Stored data entries
-- begin --

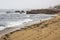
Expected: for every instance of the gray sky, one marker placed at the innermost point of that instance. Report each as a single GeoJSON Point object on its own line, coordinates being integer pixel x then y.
{"type": "Point", "coordinates": [21, 4]}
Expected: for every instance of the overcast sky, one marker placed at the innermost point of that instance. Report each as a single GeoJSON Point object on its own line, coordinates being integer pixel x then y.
{"type": "Point", "coordinates": [21, 4]}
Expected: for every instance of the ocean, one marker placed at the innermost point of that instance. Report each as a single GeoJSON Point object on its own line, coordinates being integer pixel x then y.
{"type": "Point", "coordinates": [15, 19]}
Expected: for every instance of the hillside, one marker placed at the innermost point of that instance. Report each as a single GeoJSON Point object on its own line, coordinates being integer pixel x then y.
{"type": "Point", "coordinates": [46, 30]}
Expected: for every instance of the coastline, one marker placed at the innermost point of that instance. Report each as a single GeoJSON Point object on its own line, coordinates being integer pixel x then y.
{"type": "Point", "coordinates": [11, 29]}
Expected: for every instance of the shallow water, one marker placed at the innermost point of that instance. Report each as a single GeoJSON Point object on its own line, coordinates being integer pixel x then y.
{"type": "Point", "coordinates": [13, 19]}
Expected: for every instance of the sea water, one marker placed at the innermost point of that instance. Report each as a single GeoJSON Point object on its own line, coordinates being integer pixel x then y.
{"type": "Point", "coordinates": [15, 19]}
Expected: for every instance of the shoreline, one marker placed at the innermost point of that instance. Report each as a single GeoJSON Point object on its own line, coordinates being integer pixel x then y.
{"type": "Point", "coordinates": [11, 29]}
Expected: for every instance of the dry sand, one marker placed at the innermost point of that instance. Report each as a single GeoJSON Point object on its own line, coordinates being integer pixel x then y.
{"type": "Point", "coordinates": [46, 30]}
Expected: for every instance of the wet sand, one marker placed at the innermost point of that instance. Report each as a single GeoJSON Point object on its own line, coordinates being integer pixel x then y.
{"type": "Point", "coordinates": [46, 30]}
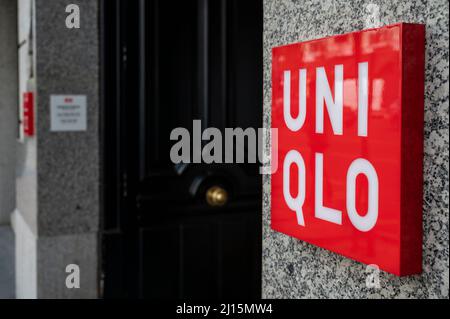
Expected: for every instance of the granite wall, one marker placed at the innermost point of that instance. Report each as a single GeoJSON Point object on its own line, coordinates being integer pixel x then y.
{"type": "Point", "coordinates": [295, 269]}
{"type": "Point", "coordinates": [8, 107]}
{"type": "Point", "coordinates": [57, 220]}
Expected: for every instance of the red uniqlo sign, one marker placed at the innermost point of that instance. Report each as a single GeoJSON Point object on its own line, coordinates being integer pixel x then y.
{"type": "Point", "coordinates": [349, 114]}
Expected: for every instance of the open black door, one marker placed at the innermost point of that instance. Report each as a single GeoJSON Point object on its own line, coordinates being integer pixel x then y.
{"type": "Point", "coordinates": [165, 64]}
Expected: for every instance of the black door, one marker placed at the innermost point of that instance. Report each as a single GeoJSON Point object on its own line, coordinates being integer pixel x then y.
{"type": "Point", "coordinates": [189, 230]}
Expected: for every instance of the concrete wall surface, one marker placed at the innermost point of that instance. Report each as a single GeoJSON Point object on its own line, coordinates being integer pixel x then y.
{"type": "Point", "coordinates": [8, 107]}
{"type": "Point", "coordinates": [295, 269]}
{"type": "Point", "coordinates": [57, 219]}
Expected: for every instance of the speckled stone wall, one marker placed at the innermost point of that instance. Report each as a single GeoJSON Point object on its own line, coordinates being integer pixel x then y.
{"type": "Point", "coordinates": [295, 269]}
{"type": "Point", "coordinates": [60, 226]}
{"type": "Point", "coordinates": [67, 62]}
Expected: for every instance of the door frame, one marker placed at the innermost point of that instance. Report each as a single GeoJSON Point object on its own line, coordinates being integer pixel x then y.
{"type": "Point", "coordinates": [116, 256]}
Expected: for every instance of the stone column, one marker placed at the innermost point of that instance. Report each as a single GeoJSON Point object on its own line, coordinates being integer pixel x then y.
{"type": "Point", "coordinates": [8, 107]}
{"type": "Point", "coordinates": [58, 215]}
{"type": "Point", "coordinates": [295, 269]}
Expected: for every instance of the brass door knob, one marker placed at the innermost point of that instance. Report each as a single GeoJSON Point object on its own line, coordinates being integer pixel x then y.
{"type": "Point", "coordinates": [216, 196]}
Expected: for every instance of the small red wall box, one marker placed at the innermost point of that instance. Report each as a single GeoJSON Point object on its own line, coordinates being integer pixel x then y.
{"type": "Point", "coordinates": [28, 113]}
{"type": "Point", "coordinates": [349, 110]}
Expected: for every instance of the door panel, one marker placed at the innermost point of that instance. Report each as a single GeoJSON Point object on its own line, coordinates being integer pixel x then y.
{"type": "Point", "coordinates": [165, 65]}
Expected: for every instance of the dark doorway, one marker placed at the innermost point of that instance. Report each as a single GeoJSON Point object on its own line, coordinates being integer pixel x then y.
{"type": "Point", "coordinates": [165, 64]}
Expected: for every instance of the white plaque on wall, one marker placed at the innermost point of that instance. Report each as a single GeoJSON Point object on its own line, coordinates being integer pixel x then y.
{"type": "Point", "coordinates": [68, 113]}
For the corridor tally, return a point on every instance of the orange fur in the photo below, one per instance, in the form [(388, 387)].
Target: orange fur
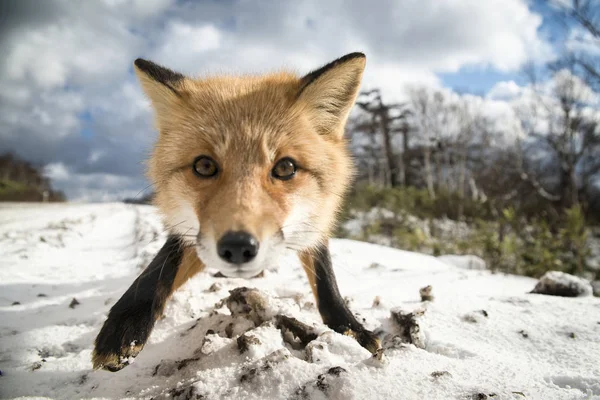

-- end --

Give every line of the items above as a Markdown table with the columns "Number" and "Entry," numbering the rows and skipping blank lines. Leave the pictures out.

| Number | Entry |
|---|---|
| 1 | Expected: for every instance of the gray sky, one marker placed at the innermost point of that instance. Report each as a single GeoJSON Point object on its own line, coordinates being integer pixel x then y. |
| 2 | {"type": "Point", "coordinates": [21, 4]} |
| 3 | Expected: for every instance of the overcast sky, one marker placed at the innermost point of that instance. Report each as a single GeoJSON Point object on its own line, coordinates being integer pixel x then y. |
| 4 | {"type": "Point", "coordinates": [21, 4]} |
| 5 | Expected: for every instance of the ocean, one marker placed at the innermost point of that instance. Report each as a single GeoJSON Point object on its own line, coordinates being integer pixel x then y. |
| 6 | {"type": "Point", "coordinates": [15, 19]} |
| 7 | Expected: for every instance of the hillside, one marker placed at the innermost point of that instance. Report each as a single GeoJSON Point object on its own line, coordinates being integer pixel x then y. |
| 8 | {"type": "Point", "coordinates": [46, 30]} |
| 9 | Expected: for every instance of the coastline, one marker placed at the innermost point of that instance. Report each as a single GeoJSON Point object on its own line, coordinates being integer pixel x then y. |
| 10 | {"type": "Point", "coordinates": [11, 29]} |
| 11 | Expected: for every instance of the shallow water, one marker placed at the innermost point of that instance. Report each as a single GeoJSON Point object on its own line, coordinates being integer pixel x then y. |
| 12 | {"type": "Point", "coordinates": [13, 19]} |
| 13 | Expected: for every instance of the sea water, one marker placed at the innermost point of that instance. Report each as a single GeoJSON Point object on its own line, coordinates being integer pixel x then y. |
| 14 | {"type": "Point", "coordinates": [15, 19]} |
| 15 | Expected: for every instance of the shoreline, one marker placed at the innermost point of that instance. Report each as a single GeoJSON Point object on its own line, coordinates being integer pixel x then y. |
| 16 | {"type": "Point", "coordinates": [11, 29]} |
| 17 | Expected: for every instance of the dry sand, one marker placed at the innermost point of that instance. Report each as a single GeoJSON Point object on its own line, coordinates being integer pixel x then y. |
| 18 | {"type": "Point", "coordinates": [46, 30]} |
| 19 | Expected: for every instance of the wet sand, one marker placed at the innermost point of that instance. Report each as a single GeoJSON Point object on its own line, coordinates being integer pixel x then y. |
| 20 | {"type": "Point", "coordinates": [46, 30]} |
| 21 | Expected: for every instance of the granite wall, one marker placed at the innermost point of that instance. Report each as a single GeoJSON Point object on its own line, coordinates being integer pixel x then y. |
| 22 | {"type": "Point", "coordinates": [295, 269]} |
| 23 | {"type": "Point", "coordinates": [8, 107]} |
| 24 | {"type": "Point", "coordinates": [57, 220]} |
| 25 | Expected: for every instance of the red uniqlo sign, one marker placed at the innermost point of that instance. Report each as a single GeoJSON Point object on its own line, coordinates being integer pixel x then y. |
| 26 | {"type": "Point", "coordinates": [349, 114]} |
| 27 | Expected: for every instance of the open black door, one marker placed at the innermost point of that instance. Report each as a single GeoJSON Point object on its own line, coordinates being integer pixel x then y. |
| 28 | {"type": "Point", "coordinates": [165, 64]} |
| 29 | Expected: for every instance of the black door, one marker placed at the innermost point of that instance. Report each as a single GeoJSON Point object on its own line, coordinates being integer pixel x then y. |
| 30 | {"type": "Point", "coordinates": [189, 230]} |
| 31 | Expected: for every instance of the concrete wall surface, one marker placed at the innermost point of that instance. Report each as a single GeoJSON Point object on its own line, coordinates being integer pixel x then y. |
| 32 | {"type": "Point", "coordinates": [8, 107]} |
| 33 | {"type": "Point", "coordinates": [295, 269]} |
| 34 | {"type": "Point", "coordinates": [57, 219]} |
| 35 | Expected: for every instance of the speckled stone wall, one marker placed at the innermost point of that instance. Report each as a single GeoJSON Point object on its own line, coordinates being integer pixel x then y. |
| 36 | {"type": "Point", "coordinates": [295, 269]} |
| 37 | {"type": "Point", "coordinates": [60, 226]} |
| 38 | {"type": "Point", "coordinates": [67, 62]} |
| 39 | Expected: for every instance of the door frame, one marker placed at the innermost point of that instance. Report each as a single GeoJSON Point object on its own line, coordinates being integer pixel x then y. |
| 40 | {"type": "Point", "coordinates": [116, 256]} |
| 41 | Expected: for every instance of the stone column, one marker placed at the innermost point of that instance. Report each as a single GeoJSON Point object on its own line, coordinates being integer pixel x then y. |
| 42 | {"type": "Point", "coordinates": [8, 107]} |
| 43 | {"type": "Point", "coordinates": [58, 215]} |
| 44 | {"type": "Point", "coordinates": [295, 269]} |
| 45 | Expected: for every instance of the brass door knob, one marker placed at the innermost point of that instance. Report each as a single GeoJSON Point object on its own line, coordinates being integer pixel x then y. |
| 46 | {"type": "Point", "coordinates": [216, 196]} |
| 47 | Expected: for every instance of the small red wall box, one marker placed at the innermost point of that instance. Report each as a single GeoJSON Point object on its own line, coordinates being integer pixel x then y. |
| 48 | {"type": "Point", "coordinates": [28, 113]} |
| 49 | {"type": "Point", "coordinates": [349, 110]} |
| 50 | Expected: for every instance of the door panel, one marker placed at the innermost point of that instance. Report each as a single GeoJSON Point object on its own line, coordinates being integer pixel x then y. |
| 51 | {"type": "Point", "coordinates": [165, 65]} |
| 52 | Expected: for every instance of the dark doorway, one marker placed at the innermost point of that instance. Report each as a single GeoJSON Point object on its own line, coordinates being integer pixel x then y. |
| 53 | {"type": "Point", "coordinates": [165, 64]} |
| 54 | Expected: for every instance of the white plaque on wall, one marker placed at the innermost point of that instance. Report each as a single GeoJSON Point object on its own line, coordinates being integer pixel x then y. |
| 55 | {"type": "Point", "coordinates": [68, 113]} |
| 56 | For the corridor tally, return a point on every instance of the orange fur in the photo below, one per instance, in the form [(388, 387)]. |
| 57 | Target: orange fur |